> _TEXT SHOWN_

==============================

They are trying to make that point as both Germanys prepared for a series of commemorative events marking the 50th anniversary of Kristallnacht, the first organized pogrom in the Third Reich, on the night of Nov. 9-10.

The East German press is hammering away at the alleged snub given Heinz Galinski, leader of West Germany’s Jewish community, when he asked to address the Bundestag at a memorial session this week.

It was the subject of a long article in Neues Deutschland, the main Communist newspaper in East Germany, which dwelt on Galinski’s charge of “insensitivity” levelled at the leadership of the Bundestag, which is the West German parliament.

East German Jewish leaders are cooperating in the campaign. Peter Kirchner, chairman of the Jewish community in East Berlin, said Sunday he was shocked by the Bundestag’s failure to invite Galinski to speak.

SPEECH TO VOLKSKAMMER

Kirchner said that in contrast, the leader of East Germany’s Jewish community, Sigmund Roitstein, will deliver a speech to the Volkskammer, the East German parliament, at an upcoming session devoted to the Kristallnacht memorial.

==============================

> _Data rows_

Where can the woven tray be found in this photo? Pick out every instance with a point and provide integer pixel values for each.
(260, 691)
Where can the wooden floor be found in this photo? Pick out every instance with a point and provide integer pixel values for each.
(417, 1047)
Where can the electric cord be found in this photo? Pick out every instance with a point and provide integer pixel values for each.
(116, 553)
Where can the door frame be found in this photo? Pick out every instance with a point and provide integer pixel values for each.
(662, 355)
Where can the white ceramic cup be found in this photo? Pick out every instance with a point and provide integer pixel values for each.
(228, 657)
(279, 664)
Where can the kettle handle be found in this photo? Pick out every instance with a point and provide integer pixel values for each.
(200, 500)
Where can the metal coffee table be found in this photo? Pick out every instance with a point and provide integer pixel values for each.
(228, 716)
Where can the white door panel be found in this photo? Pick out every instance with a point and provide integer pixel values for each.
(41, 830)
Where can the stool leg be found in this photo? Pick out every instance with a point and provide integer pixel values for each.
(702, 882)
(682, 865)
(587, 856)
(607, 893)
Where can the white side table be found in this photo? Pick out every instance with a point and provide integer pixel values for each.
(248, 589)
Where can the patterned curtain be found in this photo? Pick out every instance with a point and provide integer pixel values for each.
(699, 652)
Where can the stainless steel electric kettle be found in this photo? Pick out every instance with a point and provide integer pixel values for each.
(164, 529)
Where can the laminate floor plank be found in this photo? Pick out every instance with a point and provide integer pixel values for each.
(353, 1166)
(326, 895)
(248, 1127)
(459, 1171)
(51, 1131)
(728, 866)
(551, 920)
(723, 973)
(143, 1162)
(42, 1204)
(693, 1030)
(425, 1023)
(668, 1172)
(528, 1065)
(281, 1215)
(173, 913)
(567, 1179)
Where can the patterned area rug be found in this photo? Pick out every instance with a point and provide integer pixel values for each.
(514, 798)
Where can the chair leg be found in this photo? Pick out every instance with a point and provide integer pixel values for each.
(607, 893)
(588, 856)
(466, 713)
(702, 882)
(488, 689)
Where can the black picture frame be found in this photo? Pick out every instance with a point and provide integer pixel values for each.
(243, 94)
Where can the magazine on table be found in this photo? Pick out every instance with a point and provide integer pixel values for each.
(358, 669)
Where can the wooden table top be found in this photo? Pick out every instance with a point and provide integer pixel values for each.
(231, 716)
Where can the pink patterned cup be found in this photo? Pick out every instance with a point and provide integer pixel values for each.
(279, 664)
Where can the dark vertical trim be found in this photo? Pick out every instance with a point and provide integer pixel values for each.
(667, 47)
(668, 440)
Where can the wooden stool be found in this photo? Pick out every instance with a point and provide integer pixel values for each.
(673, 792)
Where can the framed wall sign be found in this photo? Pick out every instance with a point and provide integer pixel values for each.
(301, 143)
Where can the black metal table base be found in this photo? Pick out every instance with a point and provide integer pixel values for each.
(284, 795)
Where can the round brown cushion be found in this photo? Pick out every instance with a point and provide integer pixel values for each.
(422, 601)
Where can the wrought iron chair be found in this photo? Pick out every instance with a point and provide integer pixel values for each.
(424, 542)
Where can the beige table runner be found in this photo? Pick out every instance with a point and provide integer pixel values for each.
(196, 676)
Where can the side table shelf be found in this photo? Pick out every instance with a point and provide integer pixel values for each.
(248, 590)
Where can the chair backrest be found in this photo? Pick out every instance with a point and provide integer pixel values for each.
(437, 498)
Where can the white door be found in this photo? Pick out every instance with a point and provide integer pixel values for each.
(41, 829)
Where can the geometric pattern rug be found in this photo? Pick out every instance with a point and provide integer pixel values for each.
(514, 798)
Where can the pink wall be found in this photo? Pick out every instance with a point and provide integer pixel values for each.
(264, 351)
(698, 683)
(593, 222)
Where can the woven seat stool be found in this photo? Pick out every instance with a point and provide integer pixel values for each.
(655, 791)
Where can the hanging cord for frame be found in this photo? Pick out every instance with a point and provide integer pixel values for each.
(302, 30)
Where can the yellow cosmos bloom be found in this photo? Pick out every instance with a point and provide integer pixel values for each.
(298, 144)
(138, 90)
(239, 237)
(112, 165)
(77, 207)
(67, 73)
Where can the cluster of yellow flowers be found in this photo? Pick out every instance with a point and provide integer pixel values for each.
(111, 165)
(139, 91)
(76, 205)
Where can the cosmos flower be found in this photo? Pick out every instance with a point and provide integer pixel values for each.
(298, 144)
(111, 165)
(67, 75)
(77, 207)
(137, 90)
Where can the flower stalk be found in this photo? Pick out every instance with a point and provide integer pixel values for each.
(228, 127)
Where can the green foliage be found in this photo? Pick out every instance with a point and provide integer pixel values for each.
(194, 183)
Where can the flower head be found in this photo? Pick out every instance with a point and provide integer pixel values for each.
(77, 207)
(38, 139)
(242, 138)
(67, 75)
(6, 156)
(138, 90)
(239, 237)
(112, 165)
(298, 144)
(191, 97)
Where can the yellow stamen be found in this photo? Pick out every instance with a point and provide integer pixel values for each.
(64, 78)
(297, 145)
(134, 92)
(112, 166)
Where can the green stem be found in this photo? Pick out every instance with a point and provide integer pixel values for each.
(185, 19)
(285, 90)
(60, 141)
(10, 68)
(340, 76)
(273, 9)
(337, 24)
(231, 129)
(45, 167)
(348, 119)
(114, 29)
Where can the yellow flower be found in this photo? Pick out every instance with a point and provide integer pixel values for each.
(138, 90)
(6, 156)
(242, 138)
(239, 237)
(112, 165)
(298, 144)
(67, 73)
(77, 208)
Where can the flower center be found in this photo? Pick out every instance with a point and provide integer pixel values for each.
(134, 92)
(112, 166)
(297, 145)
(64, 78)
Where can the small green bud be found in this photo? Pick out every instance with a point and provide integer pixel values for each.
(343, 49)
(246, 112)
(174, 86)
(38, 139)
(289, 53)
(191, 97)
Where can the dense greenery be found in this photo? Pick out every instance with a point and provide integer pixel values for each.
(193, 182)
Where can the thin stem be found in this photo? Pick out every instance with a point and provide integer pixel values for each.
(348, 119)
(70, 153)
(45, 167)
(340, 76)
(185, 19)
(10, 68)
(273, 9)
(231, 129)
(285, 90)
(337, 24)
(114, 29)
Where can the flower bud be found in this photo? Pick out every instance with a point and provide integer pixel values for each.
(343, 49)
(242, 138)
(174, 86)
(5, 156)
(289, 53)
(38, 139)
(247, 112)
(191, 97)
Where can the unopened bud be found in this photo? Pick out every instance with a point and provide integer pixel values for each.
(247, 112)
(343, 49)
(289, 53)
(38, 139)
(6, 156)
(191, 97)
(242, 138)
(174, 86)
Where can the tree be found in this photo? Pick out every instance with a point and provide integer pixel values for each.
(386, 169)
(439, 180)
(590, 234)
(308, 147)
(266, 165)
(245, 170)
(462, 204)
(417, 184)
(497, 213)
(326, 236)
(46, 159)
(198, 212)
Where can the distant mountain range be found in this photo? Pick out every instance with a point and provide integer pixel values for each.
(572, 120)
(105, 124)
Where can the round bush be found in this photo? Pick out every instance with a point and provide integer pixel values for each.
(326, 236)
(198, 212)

==============================

> _JOBS_
• 1. According to the article on Kristallnacht, who is the chairman of the Jewish community in East Berlin?
• 2. Write the next few paragraphs of the article on Kristallnacht, picking up after its final sentence.
These rows come from a different source than the article on Kristallnacht.

> _OUTPUTS FOR THE TASKS_
• 1. Peter Kirchner

• 2.
Not mentioned was the fact, noted by Bundestag Chairman Philip Jenninger, that Galinski is to address a nationwide television memorial to be broadcast on the Kristallancht anniversary. He will share honors with Richard von Weizsacker, the president of the Federal Republic, and Chancellor Helmut Kohl.

Kirchner said that in his opinion, East Germany acts more courageously than West Germany in coming to grips with the Nazi past.

That fits in with East German efforts to depict West Germany as a place where “veteran Nazis, heavily protected by police, were meeting regularly to promote their traditions.”

Until recently, the GDR, unlike West Germany, refused to acknowledge any responsibility for Nazi crimes.

Whereas Bonn, since the 1950s, has paid out billions in reparations for Jewish material losses under the Nazis, East Germany only now is beginnig to consider some token payment to Holocaust survivors.